**What you are asked to do:**
Copy every line of the data below without changing a single character, and leave the pictures out of your copy.

**Dataset:**
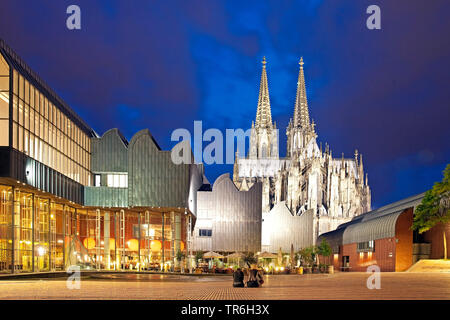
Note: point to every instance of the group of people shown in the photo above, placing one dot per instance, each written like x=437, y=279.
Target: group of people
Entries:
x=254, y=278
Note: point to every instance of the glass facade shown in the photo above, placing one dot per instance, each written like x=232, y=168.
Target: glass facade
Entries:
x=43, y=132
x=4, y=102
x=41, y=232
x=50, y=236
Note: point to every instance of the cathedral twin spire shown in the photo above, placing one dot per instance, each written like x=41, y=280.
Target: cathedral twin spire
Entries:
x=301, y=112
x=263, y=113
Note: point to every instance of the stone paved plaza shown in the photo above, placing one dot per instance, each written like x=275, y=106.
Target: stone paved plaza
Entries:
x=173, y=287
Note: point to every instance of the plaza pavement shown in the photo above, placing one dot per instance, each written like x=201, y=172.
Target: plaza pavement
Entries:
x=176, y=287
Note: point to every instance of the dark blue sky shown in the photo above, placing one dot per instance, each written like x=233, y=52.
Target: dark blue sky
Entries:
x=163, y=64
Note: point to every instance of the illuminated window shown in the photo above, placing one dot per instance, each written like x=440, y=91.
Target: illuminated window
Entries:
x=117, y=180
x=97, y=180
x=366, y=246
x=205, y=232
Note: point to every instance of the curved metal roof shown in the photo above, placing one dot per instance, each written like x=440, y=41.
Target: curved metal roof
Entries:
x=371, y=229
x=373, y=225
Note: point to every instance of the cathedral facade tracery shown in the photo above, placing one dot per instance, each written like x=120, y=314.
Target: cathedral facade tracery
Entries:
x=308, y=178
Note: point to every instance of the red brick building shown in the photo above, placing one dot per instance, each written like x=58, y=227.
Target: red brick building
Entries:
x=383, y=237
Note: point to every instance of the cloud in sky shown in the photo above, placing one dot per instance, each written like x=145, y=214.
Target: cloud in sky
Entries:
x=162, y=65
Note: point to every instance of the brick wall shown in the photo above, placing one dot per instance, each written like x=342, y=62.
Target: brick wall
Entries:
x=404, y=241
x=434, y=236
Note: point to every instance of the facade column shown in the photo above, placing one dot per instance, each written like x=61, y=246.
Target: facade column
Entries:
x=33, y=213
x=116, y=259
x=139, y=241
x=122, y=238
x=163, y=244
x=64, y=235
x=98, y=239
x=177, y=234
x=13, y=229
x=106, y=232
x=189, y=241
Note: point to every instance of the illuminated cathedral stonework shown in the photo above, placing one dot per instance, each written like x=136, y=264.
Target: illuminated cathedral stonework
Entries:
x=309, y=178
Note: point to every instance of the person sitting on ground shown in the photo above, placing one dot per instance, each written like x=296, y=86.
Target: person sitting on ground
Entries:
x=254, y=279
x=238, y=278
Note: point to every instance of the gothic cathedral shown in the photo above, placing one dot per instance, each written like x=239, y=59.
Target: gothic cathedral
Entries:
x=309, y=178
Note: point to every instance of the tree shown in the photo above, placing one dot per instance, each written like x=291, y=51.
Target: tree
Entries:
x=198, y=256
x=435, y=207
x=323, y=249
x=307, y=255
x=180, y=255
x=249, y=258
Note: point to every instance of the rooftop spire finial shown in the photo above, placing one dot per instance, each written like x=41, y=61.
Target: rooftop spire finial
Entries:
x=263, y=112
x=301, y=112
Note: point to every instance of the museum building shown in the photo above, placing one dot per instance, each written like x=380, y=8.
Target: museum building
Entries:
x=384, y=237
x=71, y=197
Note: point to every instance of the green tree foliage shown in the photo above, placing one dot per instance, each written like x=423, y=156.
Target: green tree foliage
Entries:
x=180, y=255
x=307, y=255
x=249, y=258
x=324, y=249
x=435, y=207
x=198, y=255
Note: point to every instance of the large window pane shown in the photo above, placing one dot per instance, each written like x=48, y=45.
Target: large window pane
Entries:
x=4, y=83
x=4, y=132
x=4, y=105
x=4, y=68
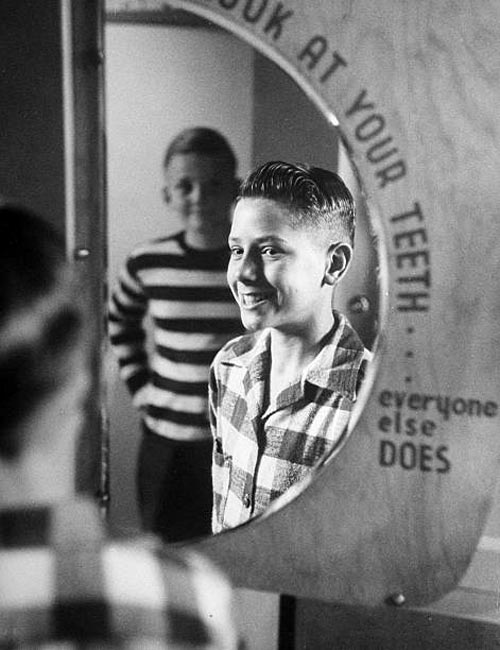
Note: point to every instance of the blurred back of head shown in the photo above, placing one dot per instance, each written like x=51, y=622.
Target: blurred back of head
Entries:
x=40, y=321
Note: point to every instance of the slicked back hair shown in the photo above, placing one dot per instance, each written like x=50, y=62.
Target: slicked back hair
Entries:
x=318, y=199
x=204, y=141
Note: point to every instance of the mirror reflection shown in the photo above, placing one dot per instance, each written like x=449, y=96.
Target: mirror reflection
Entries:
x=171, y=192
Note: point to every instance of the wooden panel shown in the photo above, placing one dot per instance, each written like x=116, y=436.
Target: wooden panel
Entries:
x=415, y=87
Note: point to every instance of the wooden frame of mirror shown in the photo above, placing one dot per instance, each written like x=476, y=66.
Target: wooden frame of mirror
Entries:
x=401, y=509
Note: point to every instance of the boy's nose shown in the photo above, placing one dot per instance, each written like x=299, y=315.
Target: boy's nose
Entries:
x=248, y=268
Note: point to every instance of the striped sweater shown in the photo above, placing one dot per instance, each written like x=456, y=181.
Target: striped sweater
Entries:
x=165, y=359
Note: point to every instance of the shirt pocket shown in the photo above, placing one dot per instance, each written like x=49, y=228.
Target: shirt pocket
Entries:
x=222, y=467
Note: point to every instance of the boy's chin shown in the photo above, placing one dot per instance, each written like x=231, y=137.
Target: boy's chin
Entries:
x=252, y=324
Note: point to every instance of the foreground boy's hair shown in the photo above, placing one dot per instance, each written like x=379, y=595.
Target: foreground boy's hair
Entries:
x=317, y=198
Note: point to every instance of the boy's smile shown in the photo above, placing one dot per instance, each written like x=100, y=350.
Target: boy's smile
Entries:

**The result:**
Note: point to every instance of the group of people shown in the photo above, placing one dot per instance, each written like x=437, y=279.
Target: group of people
Entries:
x=254, y=278
Note: point to every instance of the glass facade shown in the photo above, placing one dot per instance, each written like x=232, y=168.
Target: glass facade
Entries:
x=43, y=132
x=4, y=102
x=41, y=232
x=50, y=236
Note: point to every instance of the cathedral twin spire shown in the photo above, placing one dot per instance, each written like x=41, y=280.
Target: cathedral twin spire
Entries:
x=301, y=112
x=263, y=113
Note: point to every instance of the stone paved plaza shown in the photo above, placing one dot per instance, each written like x=275, y=106.
Target: stone paved plaza
Entries:
x=173, y=287
Note: point to every instance of the plaza pavement shown in the photo above, placing one dot per instance, each written like x=201, y=172.
Target: plaza pavement
Entries:
x=176, y=287
Note: point to every instance of the dark blue sky shown in the photo above, placing one dot per instance, each written like x=233, y=52.
Target: dark blue sky
Entries:
x=163, y=64
Note: point to every instance of the illuminated window shown in the photo above, placing one dot per instance, each written like x=440, y=91.
Target: illuminated window
Entries:
x=117, y=180
x=97, y=180
x=366, y=246
x=205, y=232
Note: point to every instance of the curved metal roof shown in the photo above, placing one dot per instance, each written like x=440, y=41.
Target: curved metal roof
Entries:
x=371, y=229
x=373, y=225
Note: point to every instance of the cathedral facade tracery shown in the photo above, placing one dot per instance, each written like x=120, y=314.
Target: cathedral facade tracery
Entries:
x=308, y=178
Note: point to every instance of the red brick building shown in the photo above, placing one dot per instance, each written like x=58, y=227.
Target: red brick building
Entries:
x=383, y=237
Note: point to every instance of the cloud in sky shown in the photo above, placing one dot per instance, each written like x=145, y=214.
Target: cloud in sky
Entries:
x=162, y=65
Note: point to every instance of the brick wall shown in the photo above, placing one dot per instance, each written like x=342, y=62.
Target: brick wall
Entries:
x=404, y=241
x=434, y=236
Note: point to every instance of the facade column shown in the photo above, placing one dot per instance, each written like x=61, y=246.
Target: facade column
Entries:
x=33, y=213
x=116, y=259
x=139, y=241
x=122, y=238
x=163, y=244
x=64, y=235
x=98, y=239
x=177, y=234
x=13, y=229
x=106, y=232
x=189, y=241
Note: point to every instance of the illuminated cathedral stonework shown in the photo above, placing one dot per instance, each written like x=136, y=264.
Target: illuminated cathedral stonework
Entries:
x=309, y=178
Note: point to every instance of the person sitting on ground shown in the photo above, placing one dot per instance, each written like x=296, y=86.
Target: person sitting on ground
Entries:
x=254, y=279
x=238, y=278
Note: point to every instance of the gothic cathedral shown in the photo above, placing one dot per instance, each written like x=239, y=59.
Target: gothic cathedral
Entries:
x=309, y=178
Note: point to every instance of the tree shown in the photo above, placing one dot per instance, each written like x=291, y=51.
Target: tree
Entries:
x=198, y=256
x=435, y=207
x=323, y=249
x=307, y=255
x=180, y=255
x=249, y=258
Note: point to every instance of the rooftop spire finial shown in the photo above, placing one dot per instance, each written like x=41, y=61.
Target: rooftop spire finial
Entries:
x=263, y=112
x=301, y=112
Note: point to every instance of the museum building shown in the photo above, placing one dot per instance, each written like x=380, y=8.
Target: museum building
Entries:
x=384, y=237
x=71, y=197
Note: point to every instance of the green tree foliage shown in the photo above, placing one dot per instance, each written like x=423, y=156.
Target: green tree foliage
Entries:
x=180, y=255
x=307, y=255
x=249, y=258
x=324, y=249
x=435, y=207
x=198, y=255
Note: point to every instance of the large window pane shown in the photo above, placing one dot per instance, each written like x=48, y=45.
Target: large window pane
Entries:
x=4, y=83
x=4, y=132
x=4, y=105
x=4, y=68
Note: point to every instance of the blurred back of head shown in the photo above, placing one dot per instance, each written like x=51, y=622.
Target: blurred back of head
Entries:
x=40, y=321
Note: point to every instance of the slicked back hair shown in the photo above, placing one dot per instance, each written like x=50, y=62.
Target: slicked back hair
Entries:
x=318, y=199
x=204, y=141
Note: point to every instance of the mirror reflection shown in the photo above, placing one dot per instance, each written like x=449, y=96.
Target: mirror reflection
Entries:
x=171, y=192
Note: point to every instance of the wooden panel shown in the photo above, placing one dot per instance, each written like x=116, y=436.
Target: wooden panel
Entries:
x=415, y=87
Note: point to every instance of the wooden frame of mirror shown in the photo above, placing one dot per instance, each written like x=476, y=66.
Target: wooden frame of mirror
Entries:
x=401, y=509
Note: point to every instance of the boy's nose shown in the photo above, placing one dot per instance, each written like x=299, y=315.
Target: boy's nose
Entries:
x=248, y=268
Note: point to every instance of the striped sweater shown in the photo above, placing one dot per instance, each written like x=456, y=181.
Target: striped sweater
Entries:
x=165, y=359
Note: point to every instance of the shirt pocket shown in the photo above, placing one dot per instance, each written like x=49, y=228.
Target: shirt pocket
Entries:
x=222, y=467
Note: point to every instance of the boy's chin shown in the photo above, placing one dot per instance, each written like x=231, y=137.
Target: boy's chin
Entries:
x=252, y=324
Note: point to every instance of the foreground boy's hair shown in the photo above, placing one dot per instance, each written like x=379, y=595.
Target: foreground boy's hair
Entries:
x=317, y=198
Note: point to every instance of the boy's smile shown in the photo above, placing one dot per instance, each written like x=100, y=350.
Target: boy's smile
Entries:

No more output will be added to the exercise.